DOCUMENT PASSAGE:
'''

Simultaneous Testing: Maximum-type tests are developed to simultaneously test for differences between groups at Day 1 (the drop) and a later time point $t$ .

C. Link to Mixture Cure Models

To separate the effects of treatment on the probability of treatment failure versus the risk of relapse/death among those who do not fail treatment:

The authors map the problem to a Mixture Cure Model.
Cured Proportion: Equated to the probability of not having a Day-1 treatment failure ( $1 - \pi$ ).
Uncured Proportion: Modeled using a parametric distribution (Weibull) for the time-to-event among those who did not fail treatment.
Likelihood: A specific observed likelihood function is constructed to handle the four possible patient states (observed failure, observed relapse, censored after remission, censored before remission).

3. Key Contributions

Unbiased Estimator: Derivation of an unbiased EFS estimator that corrects the underestimation of the Day-1 drop caused by censoring in standard KME approaches.
Methodological Bridge: Formal establishment of a link between FDA/ELN recoding recommendations and Mixture Cure Models, allowing for the separate analysis of treatment failure rates and post-failure survival risks.
Robust Inference Tools: Development of variance estimators, simultaneous confidence bands (via Wild Bootstrap), and joint testing procedures suitable for event-driven trials with dependent censoring.
Software Implementation: The methods are based on standard statistical theory and are implementable in standard software (e.g., R), with code provided in supplementary materials.

4. Results

The methods were applied to the AMLSG 09-09 study (a Phase 3 trial comparing standard therapy vs. standard + Gemtuzumab Ozogamicin) using both interim and final analysis data.

Interim Analysis (High Censoring):
- There was significant censoring before the landmark.
- The standard KME on recoded data estimated a Day-1 drop of ~9.8% (standard) and ~13.7% (experimental).
- The new Aalen-Johansen method estimated a larger drop: ~14.7% (standard) and ~9.8% (experimental).
- Finding: The KME underestimated the Day-1 drop by approximately 0.01–0.02 due to unobserved failures in censored patients. This bias propagated through the survival curve.

'''

EXERCISE AIM: Transcribe the whole passage above on estimating event-free survival with Day-1 treatment failures, character for character.

MATERIAL PROVIDED:
'''

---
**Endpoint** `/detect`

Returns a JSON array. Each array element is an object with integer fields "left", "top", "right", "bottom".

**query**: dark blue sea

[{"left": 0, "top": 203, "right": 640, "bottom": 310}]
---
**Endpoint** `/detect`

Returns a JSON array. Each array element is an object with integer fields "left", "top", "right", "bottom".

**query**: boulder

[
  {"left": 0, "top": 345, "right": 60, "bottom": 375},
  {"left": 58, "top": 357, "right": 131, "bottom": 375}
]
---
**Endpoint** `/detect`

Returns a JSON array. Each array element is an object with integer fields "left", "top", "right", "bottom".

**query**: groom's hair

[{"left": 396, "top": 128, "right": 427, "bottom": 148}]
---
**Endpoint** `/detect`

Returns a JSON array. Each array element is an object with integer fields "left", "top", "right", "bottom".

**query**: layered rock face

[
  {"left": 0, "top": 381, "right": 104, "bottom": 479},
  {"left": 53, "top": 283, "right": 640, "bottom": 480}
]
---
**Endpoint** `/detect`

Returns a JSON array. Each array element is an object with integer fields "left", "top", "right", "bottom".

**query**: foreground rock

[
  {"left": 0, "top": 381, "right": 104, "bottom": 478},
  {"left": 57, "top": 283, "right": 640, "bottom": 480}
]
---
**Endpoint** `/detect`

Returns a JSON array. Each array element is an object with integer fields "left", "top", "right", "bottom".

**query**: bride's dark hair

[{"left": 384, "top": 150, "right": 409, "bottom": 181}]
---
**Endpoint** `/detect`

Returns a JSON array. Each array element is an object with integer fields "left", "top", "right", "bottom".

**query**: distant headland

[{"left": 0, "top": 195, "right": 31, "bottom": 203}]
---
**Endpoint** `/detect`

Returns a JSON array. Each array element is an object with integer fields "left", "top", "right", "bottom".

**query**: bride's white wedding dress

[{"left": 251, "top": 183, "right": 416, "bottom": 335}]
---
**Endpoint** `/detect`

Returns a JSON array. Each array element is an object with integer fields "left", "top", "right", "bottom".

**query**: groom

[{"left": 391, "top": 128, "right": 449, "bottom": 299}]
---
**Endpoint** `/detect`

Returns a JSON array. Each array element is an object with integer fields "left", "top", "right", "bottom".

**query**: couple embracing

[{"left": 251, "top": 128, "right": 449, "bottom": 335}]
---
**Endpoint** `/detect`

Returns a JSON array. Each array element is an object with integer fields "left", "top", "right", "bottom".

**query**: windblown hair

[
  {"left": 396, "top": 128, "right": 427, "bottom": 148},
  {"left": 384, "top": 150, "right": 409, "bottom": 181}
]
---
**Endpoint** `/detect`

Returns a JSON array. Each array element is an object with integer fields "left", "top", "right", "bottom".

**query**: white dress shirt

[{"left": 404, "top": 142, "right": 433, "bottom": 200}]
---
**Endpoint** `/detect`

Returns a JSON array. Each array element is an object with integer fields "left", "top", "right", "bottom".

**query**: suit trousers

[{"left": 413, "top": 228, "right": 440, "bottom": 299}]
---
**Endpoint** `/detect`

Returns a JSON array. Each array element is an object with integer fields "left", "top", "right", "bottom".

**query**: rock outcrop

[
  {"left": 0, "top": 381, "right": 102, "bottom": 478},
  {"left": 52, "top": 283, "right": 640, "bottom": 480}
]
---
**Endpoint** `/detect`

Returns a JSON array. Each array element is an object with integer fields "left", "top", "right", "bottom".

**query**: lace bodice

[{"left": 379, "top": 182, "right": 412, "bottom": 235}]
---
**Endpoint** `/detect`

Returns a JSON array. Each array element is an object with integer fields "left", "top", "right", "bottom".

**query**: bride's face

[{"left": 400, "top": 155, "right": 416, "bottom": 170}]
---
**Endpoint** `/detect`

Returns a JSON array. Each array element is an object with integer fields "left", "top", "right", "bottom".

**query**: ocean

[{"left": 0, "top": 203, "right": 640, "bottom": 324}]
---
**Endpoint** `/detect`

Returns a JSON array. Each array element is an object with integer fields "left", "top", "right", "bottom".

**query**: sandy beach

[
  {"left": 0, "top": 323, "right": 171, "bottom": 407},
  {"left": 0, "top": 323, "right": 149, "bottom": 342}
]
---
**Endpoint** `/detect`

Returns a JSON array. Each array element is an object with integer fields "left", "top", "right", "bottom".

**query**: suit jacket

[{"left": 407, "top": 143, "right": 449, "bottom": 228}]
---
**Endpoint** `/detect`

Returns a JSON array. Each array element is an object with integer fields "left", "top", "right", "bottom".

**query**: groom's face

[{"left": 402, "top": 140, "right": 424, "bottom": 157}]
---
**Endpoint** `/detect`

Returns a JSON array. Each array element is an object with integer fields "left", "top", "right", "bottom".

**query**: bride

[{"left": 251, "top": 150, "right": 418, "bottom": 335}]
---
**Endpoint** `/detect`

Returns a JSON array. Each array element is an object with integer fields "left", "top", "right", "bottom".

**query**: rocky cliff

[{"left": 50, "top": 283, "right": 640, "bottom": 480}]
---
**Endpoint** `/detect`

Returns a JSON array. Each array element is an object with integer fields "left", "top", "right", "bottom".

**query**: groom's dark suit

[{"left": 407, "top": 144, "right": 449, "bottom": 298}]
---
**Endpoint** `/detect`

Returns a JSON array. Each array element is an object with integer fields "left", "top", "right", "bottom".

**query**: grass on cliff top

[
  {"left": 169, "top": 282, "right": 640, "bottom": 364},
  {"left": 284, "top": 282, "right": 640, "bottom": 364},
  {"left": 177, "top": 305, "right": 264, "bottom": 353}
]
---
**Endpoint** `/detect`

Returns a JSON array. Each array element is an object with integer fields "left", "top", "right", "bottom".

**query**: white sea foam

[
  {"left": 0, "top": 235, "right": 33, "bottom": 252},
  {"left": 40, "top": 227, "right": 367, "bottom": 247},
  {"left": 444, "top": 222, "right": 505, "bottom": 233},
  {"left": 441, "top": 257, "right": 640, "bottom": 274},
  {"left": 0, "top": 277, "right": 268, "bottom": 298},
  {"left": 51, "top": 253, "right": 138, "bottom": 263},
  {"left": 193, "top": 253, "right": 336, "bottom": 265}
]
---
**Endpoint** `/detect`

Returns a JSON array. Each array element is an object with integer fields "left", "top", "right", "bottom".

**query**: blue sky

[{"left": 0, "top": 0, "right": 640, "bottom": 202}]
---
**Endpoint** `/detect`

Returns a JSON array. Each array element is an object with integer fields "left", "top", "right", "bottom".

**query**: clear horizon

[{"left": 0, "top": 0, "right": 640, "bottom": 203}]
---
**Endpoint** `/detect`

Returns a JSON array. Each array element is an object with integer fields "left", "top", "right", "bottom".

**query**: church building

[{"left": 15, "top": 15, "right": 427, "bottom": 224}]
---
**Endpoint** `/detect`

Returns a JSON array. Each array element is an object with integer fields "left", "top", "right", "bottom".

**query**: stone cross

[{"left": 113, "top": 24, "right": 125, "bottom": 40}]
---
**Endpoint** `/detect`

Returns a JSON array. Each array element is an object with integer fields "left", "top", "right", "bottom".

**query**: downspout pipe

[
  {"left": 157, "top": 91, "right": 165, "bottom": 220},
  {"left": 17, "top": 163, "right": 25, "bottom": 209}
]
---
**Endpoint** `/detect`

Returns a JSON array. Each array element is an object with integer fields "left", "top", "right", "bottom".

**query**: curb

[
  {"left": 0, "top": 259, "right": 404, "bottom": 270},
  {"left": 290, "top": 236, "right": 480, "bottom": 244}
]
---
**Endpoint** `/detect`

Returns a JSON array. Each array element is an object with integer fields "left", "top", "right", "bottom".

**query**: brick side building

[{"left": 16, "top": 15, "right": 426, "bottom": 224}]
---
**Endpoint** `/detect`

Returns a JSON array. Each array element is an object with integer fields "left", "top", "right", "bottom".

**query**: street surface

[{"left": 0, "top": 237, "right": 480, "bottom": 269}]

'''

RESPONSE FOR THIS EXERCISE:
Simultaneous Testing: Maximum-type tests are developed to simultaneously test for differences between groups at Day 1 (the drop) and a later time point $t$ .

C. Link to Mixture Cure Models

To separate the effects of treatment on the probability of treatment failure versus the risk of relapse/death among those who do not fail treatment:

The authors map the problem to a Mixture Cure Model.
Cured Proportion: Equated to the probability of not having a Day-1 treatment failure ( $1 - \pi$ ).
Uncured Proportion: Modeled using a parametric distribution (Weibull) for the time-to-event among those who did not fail treatment.
Likelihood: A specific observed likelihood function is constructed to handle the four possible patient states (observed failure, observed relapse, censored after remission, censored before remission).

3. Key Contributions

Unbiased Estimator: Derivation of an unbiased EFS estimator that corrects the underestimation of the Day-1 drop caused by censoring in standard KME approaches.
Methodological Bridge: Formal establishment of a link between FDA/ELN recoding recommendations and Mixture Cure Models, allowing for the separate analysis of treatment failure rates and post-failure survival risks.
Robust Inference Tools: Development of variance estimators, simultaneous confidence bands (via Wild Bootstrap), and joint testing procedures suitable for event-driven trials with dependent censoring.
Software Implementation: The methods are based on standard statistical theory and are implementable in standard software (e.g., R), with code provided in supplementary materials.

4. Results

The methods were applied to the AMLSG 09-09 study (a Phase 3 trial comparing standard therapy vs. standard + Gemtuzumab Ozogamicin) using both interim and final analysis data.

Interim Analysis (High Censoring):
- There was significant censoring before the landmark.
- The standard KME on recoded data estimated a Day-1 drop of ~9.8% (standard) and ~13.7% (experimental).
- The new Aalen-Johansen method estimated a larger drop: ~14.7% (standard) and ~9.8% (experimental).
- Finding: The KME underestimated the Day-1 drop by approximately 0.01–0.02 due to unobserved failures in censored patients. This bias propagated through the survival curve.